● **Task prompt**: From the text below about anger after the Aurora massacre, list each thing the writer says happened while riding to work expecting cars to run them over.

===== Selected passage

I don’t have photos to go with what I want to write about today (thankfully).  In looking for photos, I stumbled across these macro images of bloodroot flowers, blooming in the early spring, lasting only a few days, and then blowing away in the wind.  This seems like the perfect symbolism for the topic on my mind.

I scanned the names of the dead from the Aurora massacre, hoping not to recognize any of the names, having worked with many colleagues in the vicinity.  I didn’t.  But it broke my heart anyway.

I cannot imagine what makes a person start buying weapons for a war and then go wage that war in a local movie theater.  It’s the most troubling part of the whole thing:  Why?

There have been times when I have said I wanted to kill someone.  What I meant was I wanted to have the power to make the other person regret whatever it was they did that upset me.  Even in my fantasies this is accomplished via a stern and thoroughly brilliant speech.

I ponder this feeling for a moment.  I wonder where the line is between being angry and imagining some sort of reckoning where we are righteous and brave and we smite our enemy versus actually resorting to physical violence?

I also wonder how much the anger and frustration I unleash upon the world creates more anger and frustration in a domino effect.

When I used to ride my bike 26 miles to work and back, if I rode with the expectation that cars were going to run me over and the attitude that I wanted to “kill” them for it, I frequently got honked at, buzzed, and generally terrified by passing cars even though I did not perceive myself to be riding any differently.

When I rode so thoroughly enjoying the ride that I didn’t have any space left for anger, I realized I smiled and waved at drivers whenever they did anything considerate, feeling grateful they were thinking of me.  No one ever honked at me when I rode with this attitude.  I didn’t get buzzed and I wasn’t terrified.

Is it possible we ultimately can prevent killing sprees with something as simple as a smile?

If we can make a connection, can a potential killer see us as real?  That is, see us as they see themselves–intertwined, interdependent, beautiful flesh and blood?  Shouldn’t finding that connection, nourishing it, keeping it alive as long as possible be our top priority no matter where we are, who we’re with, or what we’re doing?

Maybe we can’t stop someone from becoming a killer, but maybe we can at least reduce the number of people who walk around fantasizing about killing people.  And maybe that will lead to more smiles and a little more joy all around.  After all, if I’m going to get gunned down by a homicidal maniac, I’d like to have spent the time I had smiling.

==========
===== Data under study

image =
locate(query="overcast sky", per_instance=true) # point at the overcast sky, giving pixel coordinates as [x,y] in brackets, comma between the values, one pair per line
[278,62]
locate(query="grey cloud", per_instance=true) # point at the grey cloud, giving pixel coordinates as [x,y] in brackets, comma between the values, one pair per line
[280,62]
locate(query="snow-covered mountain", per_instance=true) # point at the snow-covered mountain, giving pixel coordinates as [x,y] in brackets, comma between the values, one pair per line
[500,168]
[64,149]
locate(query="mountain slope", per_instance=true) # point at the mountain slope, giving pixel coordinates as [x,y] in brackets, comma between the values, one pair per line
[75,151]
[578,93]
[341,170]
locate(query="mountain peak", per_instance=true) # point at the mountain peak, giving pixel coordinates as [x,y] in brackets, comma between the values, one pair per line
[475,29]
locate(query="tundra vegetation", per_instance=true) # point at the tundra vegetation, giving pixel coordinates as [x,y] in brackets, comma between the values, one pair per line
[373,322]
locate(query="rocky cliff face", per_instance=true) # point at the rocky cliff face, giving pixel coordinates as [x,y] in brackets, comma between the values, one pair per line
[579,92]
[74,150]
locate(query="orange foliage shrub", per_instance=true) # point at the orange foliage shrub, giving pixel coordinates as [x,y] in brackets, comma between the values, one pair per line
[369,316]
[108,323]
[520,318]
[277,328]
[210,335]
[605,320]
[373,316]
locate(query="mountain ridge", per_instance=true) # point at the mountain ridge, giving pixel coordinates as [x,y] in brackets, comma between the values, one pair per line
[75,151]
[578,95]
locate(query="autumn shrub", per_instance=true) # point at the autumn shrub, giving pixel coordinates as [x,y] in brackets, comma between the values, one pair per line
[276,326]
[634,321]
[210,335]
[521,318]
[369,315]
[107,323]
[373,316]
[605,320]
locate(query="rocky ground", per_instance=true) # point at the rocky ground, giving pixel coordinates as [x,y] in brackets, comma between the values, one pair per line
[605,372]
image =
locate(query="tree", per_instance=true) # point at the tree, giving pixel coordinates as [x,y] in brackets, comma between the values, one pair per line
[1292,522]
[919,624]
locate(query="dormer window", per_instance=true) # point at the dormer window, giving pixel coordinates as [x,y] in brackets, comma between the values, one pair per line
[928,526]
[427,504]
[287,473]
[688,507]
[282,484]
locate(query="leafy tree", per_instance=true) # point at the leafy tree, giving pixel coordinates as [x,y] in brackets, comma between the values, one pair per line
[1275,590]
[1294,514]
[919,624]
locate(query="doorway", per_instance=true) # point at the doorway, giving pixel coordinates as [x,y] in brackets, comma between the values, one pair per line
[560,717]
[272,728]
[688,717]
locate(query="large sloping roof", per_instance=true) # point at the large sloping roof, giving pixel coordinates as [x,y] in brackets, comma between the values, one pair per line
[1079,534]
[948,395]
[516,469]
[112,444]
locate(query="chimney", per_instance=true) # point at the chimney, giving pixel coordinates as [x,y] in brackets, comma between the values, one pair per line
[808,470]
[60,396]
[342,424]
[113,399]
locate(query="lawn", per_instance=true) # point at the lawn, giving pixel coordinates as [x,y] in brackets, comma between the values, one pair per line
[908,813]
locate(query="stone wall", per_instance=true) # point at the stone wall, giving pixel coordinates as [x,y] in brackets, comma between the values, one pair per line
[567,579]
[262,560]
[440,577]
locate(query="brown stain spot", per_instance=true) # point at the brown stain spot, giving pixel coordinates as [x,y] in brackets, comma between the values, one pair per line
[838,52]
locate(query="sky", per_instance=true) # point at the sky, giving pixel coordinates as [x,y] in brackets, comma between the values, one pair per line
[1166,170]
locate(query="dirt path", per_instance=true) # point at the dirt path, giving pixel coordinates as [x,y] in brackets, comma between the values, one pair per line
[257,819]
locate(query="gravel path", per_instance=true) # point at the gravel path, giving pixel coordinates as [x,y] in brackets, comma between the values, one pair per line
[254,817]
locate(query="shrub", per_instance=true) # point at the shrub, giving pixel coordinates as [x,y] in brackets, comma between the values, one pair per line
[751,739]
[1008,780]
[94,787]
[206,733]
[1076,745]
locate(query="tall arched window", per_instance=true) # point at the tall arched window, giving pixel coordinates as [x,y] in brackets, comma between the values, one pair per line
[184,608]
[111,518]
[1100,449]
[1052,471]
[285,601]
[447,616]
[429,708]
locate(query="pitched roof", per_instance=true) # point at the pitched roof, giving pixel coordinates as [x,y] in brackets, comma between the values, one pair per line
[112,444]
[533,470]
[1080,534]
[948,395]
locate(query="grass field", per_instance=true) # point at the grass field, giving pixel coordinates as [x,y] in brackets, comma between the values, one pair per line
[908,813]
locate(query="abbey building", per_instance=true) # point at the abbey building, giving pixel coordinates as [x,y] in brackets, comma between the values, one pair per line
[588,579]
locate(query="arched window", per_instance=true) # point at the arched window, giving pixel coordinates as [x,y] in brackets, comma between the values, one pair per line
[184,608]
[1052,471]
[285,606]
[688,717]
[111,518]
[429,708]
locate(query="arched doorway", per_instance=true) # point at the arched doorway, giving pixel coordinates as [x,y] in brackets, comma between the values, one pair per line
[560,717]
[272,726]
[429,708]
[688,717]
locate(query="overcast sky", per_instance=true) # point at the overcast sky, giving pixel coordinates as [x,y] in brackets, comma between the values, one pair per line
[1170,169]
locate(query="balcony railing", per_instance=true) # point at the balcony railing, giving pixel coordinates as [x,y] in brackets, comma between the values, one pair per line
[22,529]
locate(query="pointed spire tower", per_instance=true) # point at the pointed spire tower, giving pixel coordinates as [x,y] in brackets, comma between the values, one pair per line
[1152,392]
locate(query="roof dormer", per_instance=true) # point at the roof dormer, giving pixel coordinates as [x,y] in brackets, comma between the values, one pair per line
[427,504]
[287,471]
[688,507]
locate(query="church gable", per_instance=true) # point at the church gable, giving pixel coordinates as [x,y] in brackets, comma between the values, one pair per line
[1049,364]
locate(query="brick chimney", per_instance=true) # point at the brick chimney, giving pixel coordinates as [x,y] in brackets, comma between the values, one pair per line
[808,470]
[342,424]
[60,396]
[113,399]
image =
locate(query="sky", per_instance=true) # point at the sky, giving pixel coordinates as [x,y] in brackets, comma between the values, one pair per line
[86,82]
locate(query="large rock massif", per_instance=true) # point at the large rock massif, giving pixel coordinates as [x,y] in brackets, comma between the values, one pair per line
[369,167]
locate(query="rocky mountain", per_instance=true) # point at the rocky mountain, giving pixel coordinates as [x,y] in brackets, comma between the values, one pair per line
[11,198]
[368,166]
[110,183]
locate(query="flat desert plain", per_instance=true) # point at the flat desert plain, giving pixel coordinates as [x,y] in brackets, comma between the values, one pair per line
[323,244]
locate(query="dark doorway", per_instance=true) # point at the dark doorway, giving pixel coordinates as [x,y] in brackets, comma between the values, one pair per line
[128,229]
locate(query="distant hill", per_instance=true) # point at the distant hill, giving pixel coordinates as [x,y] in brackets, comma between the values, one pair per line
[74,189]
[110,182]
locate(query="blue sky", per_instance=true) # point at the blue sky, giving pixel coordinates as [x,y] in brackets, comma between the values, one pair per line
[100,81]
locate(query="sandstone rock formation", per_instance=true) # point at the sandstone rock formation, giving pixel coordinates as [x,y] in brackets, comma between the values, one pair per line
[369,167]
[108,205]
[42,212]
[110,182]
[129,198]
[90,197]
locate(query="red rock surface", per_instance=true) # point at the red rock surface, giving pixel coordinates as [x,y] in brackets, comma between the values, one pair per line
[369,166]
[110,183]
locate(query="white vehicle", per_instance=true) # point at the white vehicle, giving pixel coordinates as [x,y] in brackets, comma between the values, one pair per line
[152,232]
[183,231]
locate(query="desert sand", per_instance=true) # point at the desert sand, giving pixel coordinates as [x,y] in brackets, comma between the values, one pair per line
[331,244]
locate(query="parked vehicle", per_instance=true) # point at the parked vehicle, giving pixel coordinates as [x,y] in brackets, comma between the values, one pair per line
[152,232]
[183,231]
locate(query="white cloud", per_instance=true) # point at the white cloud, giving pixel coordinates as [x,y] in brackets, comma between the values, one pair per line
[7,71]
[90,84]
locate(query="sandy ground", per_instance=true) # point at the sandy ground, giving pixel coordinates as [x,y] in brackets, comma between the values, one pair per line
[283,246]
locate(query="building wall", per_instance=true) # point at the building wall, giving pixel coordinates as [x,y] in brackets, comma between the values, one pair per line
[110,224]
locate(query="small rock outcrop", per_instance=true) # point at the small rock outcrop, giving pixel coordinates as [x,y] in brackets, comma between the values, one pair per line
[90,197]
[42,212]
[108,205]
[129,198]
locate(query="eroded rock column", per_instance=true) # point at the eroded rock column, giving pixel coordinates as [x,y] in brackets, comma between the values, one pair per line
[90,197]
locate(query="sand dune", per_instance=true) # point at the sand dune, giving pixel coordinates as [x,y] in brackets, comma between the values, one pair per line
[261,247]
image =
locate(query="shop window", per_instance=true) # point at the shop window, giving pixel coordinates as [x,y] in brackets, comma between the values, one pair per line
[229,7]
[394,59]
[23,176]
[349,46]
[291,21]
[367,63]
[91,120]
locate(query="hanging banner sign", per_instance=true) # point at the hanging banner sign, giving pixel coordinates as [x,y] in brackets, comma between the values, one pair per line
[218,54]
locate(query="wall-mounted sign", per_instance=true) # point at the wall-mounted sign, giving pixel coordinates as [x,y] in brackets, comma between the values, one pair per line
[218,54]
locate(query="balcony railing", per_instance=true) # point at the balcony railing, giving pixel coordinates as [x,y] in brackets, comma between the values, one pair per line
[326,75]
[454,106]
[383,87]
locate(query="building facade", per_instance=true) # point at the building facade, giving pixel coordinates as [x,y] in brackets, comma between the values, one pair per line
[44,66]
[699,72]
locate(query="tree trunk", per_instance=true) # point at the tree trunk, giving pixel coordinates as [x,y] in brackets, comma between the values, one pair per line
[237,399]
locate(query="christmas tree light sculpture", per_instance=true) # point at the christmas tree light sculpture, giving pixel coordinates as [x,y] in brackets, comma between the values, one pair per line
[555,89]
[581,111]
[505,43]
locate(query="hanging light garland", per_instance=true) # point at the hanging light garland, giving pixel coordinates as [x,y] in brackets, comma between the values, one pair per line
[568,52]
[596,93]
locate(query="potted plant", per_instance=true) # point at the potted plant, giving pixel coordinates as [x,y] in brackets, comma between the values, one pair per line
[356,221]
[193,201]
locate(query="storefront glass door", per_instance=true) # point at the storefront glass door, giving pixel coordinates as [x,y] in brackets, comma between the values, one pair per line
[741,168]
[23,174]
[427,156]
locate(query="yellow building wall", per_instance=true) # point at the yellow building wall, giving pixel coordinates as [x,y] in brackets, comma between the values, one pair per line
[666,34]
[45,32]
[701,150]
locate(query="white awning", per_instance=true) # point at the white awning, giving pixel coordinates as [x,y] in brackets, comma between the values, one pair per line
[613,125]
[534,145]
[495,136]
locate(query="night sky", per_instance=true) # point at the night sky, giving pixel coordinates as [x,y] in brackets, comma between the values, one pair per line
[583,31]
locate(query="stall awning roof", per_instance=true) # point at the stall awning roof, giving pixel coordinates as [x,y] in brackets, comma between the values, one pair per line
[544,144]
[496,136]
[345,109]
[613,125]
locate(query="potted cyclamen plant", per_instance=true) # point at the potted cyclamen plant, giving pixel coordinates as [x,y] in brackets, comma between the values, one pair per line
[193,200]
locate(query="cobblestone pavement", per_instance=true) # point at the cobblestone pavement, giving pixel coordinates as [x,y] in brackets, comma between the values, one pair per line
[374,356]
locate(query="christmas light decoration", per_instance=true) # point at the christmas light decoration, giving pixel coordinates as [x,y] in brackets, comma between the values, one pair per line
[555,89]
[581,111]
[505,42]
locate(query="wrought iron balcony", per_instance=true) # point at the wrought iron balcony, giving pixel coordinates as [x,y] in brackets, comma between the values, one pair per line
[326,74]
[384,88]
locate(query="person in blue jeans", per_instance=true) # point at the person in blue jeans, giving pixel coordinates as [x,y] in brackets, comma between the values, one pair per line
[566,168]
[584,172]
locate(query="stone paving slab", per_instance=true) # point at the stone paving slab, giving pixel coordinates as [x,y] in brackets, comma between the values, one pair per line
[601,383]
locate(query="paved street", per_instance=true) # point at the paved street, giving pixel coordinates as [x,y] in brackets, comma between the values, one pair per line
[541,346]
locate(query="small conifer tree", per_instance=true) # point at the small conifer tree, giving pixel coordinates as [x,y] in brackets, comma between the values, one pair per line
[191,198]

==========

● **Expected answer**:
- Got honked at
- Got buzzed
- Got generally terrified by passing cars